> [EXCERPTED TEXT]:
New York

Jane Fine’s exhibition Glad All Over moves steadily upward, almost painting by painting, along a smooth but steep trajectory, from a coarse comedic wonderland to an epic painterly climax [Pierogi; September 11 – October 11, 2009]. In Fine’s work, both sides of the spectrum — the inky, silly, arbitrary hybrid painting-drawings and the more purposeful and introspective pieces – have their strong points. But amongst the latter, the majestic Over the Hump, 2009, and the self-portrait Family Outing, 2009, push beyond the merely “nifty” and “cool” aspects of the endlessly referenced and excessively influential cartoon/comic subculture. Out of that cultural stew, Fine distills some powerful motifs and strains that probe the depths of humanity and grim reality. Her works go a long way in explaining the seemingly inherent need for caricature in all its forms.

There are so-called smart cartoons and cartoons geared toward kids. Sometimes the powers that be get it all screwed up and don’t realize that Robert Crumb

Can be asinine and SpongeBob transcendental – often it’s best to consult the nearest four-year-old. Looking at the inky filigree in many of Fine’s paintings, where the bleakness of George Herriman meets the over-the-top drippy-balloonish dumb fart noises of Don Martin, it’s clear that she understands this.  Meanwhile, the background of these monochromatic drawings could be Bikini Atoll or Bikini Bottom. In many of her ink drawing/acrylic hybrids, this dichotomy is intriguing, but it also throws a wrench in the gravitas of iconography. The symbolism is somewhat elusive: mushroom clouds or flowers? Or just mushrooms?  We understand these liquid organic forms as essentially benevolent. In Fine’s more chimeric works A Fly Buzzed, 2008, and Party Car, 2009, the jarring DayGlo colors and the harsh contrast between the line of the marker and the smoothness of the acrylic brushstrokes/drips belie a crueler state of nature.

> [REQUIREMENT 1]:
Answer from the Jane Fine review:
(a) Which gallery showed Glad All Over?
(b) Who does the Jane Fine review say it's often best to consult?
(c) Which two works does the Jane Fine review call Fine's more chimeric works?
> [REQUIREMENT 2]:
Revise the part of the Jane Fine review starting with "Jane Fine’s exhibition" and going on through "all its forms.", swapping "majestic" for "grand".
Rely only on the Jane Fine review for these.

> [EXTRACTED DATA]:
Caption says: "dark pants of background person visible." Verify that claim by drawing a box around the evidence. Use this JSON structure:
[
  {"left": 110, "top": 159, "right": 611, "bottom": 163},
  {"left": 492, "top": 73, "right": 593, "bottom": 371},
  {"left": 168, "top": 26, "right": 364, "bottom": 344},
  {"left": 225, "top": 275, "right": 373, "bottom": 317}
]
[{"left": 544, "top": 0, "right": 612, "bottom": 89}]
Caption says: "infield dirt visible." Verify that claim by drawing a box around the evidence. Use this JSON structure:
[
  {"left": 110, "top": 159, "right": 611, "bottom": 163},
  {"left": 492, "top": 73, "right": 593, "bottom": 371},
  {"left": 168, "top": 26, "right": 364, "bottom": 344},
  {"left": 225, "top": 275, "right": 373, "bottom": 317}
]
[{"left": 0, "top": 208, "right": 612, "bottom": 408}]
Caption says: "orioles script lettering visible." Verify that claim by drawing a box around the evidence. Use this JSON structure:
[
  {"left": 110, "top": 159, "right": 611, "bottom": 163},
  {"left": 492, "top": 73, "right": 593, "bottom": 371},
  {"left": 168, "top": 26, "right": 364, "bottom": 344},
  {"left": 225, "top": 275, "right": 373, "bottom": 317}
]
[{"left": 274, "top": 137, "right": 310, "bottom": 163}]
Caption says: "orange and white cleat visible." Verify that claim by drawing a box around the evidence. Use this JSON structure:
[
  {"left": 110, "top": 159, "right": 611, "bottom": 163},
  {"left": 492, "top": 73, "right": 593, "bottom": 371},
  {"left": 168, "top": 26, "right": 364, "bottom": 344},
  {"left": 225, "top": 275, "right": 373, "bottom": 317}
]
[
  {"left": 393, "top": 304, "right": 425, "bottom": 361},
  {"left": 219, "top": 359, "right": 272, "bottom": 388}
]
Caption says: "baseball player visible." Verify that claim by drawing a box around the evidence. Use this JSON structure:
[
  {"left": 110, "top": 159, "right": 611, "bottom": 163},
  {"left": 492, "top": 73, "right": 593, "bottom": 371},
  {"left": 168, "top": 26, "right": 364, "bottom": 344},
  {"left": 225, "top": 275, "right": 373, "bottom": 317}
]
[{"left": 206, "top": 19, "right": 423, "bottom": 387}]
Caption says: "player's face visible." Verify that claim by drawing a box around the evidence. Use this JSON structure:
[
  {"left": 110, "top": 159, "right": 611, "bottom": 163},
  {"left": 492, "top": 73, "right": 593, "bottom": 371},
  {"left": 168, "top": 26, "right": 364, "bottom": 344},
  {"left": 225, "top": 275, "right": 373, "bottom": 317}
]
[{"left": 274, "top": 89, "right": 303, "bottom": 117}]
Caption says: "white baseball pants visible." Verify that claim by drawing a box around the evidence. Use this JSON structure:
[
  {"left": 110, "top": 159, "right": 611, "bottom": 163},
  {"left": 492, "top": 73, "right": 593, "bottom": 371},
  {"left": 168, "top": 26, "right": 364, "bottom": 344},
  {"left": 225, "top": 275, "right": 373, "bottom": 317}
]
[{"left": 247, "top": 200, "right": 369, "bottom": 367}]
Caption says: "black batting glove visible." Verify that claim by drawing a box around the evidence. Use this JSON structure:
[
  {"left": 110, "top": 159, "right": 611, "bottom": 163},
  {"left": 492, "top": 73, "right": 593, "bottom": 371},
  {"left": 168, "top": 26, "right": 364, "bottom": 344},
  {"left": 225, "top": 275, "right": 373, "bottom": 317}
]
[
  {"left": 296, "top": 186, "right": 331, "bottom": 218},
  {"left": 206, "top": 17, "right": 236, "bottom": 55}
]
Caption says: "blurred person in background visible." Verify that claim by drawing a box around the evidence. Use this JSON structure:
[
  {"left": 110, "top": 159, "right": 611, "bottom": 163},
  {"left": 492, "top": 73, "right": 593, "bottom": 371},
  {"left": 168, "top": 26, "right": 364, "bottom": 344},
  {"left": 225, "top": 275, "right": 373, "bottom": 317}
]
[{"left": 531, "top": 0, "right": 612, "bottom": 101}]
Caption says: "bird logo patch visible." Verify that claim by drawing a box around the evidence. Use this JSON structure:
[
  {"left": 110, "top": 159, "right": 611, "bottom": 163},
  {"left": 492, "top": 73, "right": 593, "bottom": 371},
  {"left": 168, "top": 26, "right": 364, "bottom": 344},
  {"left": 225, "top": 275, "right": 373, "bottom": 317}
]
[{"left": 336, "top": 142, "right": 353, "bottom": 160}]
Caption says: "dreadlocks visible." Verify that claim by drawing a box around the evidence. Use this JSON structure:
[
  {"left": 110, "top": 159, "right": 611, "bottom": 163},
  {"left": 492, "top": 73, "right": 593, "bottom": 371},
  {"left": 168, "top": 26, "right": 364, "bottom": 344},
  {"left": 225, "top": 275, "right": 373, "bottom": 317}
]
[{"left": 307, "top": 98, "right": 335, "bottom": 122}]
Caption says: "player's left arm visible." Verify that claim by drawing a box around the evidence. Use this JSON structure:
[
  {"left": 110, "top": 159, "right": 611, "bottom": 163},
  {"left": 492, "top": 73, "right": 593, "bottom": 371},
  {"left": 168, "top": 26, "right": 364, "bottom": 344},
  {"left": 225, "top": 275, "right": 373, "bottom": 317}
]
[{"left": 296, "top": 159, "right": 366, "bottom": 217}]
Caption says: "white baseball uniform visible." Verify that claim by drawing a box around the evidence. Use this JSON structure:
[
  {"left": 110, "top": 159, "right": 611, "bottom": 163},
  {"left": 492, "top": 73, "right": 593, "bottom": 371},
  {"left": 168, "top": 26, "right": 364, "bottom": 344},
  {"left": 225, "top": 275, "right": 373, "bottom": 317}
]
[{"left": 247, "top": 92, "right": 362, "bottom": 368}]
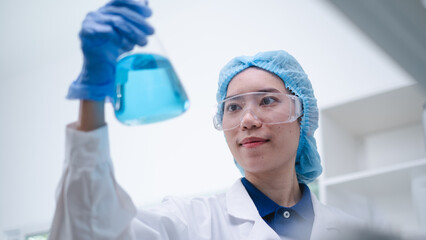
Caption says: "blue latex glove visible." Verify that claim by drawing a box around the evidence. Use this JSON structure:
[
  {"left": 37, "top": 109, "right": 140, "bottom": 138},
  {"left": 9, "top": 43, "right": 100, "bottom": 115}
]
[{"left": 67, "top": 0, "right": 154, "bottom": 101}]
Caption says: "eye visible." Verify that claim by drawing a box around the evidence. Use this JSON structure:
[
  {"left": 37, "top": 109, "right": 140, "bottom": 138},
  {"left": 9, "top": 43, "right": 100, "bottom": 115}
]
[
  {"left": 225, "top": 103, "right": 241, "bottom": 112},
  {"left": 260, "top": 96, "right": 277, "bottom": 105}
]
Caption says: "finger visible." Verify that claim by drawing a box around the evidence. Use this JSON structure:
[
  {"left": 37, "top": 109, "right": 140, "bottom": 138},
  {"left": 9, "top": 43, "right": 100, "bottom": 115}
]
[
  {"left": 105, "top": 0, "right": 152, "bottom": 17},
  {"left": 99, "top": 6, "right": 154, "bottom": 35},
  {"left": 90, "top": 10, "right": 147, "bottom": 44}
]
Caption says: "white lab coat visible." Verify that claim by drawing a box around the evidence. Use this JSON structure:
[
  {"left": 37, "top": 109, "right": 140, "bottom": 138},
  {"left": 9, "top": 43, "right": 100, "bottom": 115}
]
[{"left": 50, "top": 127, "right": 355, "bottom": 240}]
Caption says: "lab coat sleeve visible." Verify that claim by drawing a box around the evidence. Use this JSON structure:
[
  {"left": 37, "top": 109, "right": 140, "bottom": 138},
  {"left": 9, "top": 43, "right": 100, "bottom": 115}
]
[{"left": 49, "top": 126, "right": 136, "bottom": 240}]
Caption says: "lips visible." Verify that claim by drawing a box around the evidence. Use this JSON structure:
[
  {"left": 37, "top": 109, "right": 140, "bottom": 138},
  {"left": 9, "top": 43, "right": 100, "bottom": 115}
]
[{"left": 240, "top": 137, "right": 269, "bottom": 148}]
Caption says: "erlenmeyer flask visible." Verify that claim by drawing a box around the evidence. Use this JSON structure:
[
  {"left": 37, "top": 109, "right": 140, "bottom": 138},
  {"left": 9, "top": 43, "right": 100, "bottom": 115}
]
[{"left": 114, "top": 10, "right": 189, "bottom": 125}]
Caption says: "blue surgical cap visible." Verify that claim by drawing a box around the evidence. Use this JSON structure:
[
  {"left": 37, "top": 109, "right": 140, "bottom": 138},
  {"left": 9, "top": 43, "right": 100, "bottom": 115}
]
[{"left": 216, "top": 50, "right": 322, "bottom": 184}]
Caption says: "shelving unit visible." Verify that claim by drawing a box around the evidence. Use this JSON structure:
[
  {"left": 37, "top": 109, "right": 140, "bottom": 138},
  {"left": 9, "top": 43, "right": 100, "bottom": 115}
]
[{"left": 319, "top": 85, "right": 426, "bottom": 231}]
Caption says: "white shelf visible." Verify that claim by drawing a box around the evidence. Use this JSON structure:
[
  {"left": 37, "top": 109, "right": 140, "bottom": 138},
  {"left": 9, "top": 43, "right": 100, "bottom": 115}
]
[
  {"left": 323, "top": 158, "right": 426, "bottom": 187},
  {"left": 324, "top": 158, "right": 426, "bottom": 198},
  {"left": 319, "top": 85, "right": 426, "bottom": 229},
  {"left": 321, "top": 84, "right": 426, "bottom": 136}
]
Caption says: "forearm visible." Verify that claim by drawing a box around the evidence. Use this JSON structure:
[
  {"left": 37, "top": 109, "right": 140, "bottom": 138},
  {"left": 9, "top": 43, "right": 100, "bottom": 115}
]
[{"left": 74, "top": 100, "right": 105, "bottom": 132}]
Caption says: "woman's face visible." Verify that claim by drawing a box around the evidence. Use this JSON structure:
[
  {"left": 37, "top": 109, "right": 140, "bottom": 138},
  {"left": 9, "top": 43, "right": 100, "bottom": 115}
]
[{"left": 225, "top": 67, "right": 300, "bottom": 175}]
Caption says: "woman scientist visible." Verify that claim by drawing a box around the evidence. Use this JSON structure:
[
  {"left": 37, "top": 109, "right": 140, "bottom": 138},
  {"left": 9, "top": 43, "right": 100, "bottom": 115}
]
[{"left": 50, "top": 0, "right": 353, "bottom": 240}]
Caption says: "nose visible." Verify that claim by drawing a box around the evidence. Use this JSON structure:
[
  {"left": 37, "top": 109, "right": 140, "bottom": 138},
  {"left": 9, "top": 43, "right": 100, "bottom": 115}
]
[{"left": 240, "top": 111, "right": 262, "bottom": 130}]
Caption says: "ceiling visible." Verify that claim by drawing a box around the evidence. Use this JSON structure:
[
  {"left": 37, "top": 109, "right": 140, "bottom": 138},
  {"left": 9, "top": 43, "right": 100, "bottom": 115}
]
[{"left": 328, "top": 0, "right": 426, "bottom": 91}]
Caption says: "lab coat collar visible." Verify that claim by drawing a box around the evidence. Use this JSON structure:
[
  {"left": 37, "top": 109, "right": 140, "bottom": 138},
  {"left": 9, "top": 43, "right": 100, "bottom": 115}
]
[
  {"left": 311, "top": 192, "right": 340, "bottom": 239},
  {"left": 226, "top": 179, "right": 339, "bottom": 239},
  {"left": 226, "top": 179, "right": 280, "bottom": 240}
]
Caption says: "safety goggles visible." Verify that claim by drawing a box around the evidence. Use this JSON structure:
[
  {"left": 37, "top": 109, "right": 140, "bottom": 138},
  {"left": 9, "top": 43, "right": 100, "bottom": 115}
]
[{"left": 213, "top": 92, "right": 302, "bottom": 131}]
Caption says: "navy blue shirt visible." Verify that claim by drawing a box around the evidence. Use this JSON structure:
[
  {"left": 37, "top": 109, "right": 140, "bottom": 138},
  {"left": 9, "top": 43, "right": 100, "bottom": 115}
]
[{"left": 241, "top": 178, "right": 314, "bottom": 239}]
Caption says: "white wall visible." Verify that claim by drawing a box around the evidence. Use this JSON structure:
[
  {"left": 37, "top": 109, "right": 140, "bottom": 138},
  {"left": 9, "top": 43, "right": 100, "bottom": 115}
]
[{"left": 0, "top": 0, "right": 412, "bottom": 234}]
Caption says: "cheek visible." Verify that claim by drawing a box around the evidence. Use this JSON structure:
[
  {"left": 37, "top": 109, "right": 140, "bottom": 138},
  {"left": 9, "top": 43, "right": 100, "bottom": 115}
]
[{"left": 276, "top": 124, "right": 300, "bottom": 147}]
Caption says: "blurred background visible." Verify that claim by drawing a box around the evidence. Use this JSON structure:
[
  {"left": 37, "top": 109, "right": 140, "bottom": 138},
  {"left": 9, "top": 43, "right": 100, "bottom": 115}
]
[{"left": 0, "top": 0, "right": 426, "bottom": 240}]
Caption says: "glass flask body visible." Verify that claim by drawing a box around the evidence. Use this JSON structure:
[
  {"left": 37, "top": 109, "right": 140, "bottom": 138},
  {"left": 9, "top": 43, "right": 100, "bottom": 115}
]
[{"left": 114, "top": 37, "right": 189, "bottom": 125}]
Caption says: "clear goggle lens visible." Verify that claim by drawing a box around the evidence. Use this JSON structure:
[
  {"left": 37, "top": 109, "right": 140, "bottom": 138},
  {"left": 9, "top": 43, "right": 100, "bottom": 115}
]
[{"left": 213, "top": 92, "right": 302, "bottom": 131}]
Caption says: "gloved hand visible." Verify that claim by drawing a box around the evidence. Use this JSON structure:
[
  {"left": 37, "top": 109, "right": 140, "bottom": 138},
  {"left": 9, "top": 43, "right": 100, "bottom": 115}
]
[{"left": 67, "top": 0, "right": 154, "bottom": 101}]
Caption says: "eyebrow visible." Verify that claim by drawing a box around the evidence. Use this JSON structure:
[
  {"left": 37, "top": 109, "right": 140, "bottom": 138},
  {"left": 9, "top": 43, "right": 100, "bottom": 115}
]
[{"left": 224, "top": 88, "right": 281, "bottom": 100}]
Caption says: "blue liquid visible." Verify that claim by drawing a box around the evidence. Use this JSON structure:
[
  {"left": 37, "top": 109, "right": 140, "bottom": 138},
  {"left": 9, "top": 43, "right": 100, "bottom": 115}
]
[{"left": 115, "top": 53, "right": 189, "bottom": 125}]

> [ANSWER SPACE 1]:
(a) Pierogi
(b) The nearest four-year-old
(c) A Fly Buzzed (2008) and Party Car (2009)

> [ANSWER SPACE 2]:
Jane Fine’s exhibition Glad All Over moves steadily upward, almost painting by painting, along a smooth but steep trajectory, from a coarse comedic wonderland to an epic painterly climax [Pierogi; September 11 – October 11, 2009]. In Fine’s work, both sides of the spectrum — the inky, silly, arbitrary hybrid painting-drawings and the more purposeful and introspective pieces – have their strong points. But amongst the latter, the grand Over the Hump, 2009, and the self-portrait Family Outing, 2009, push beyond the merely “nifty” and “cool” aspects of the endlessly referenced and excessively influential cartoon/comic subculture. Out of that cultural stew, Fine distills some powerful motifs and strains that probe the depths of humanity and grim reality. Her works go a long way in explaining the seemingly inherent need for caricature in all its forms.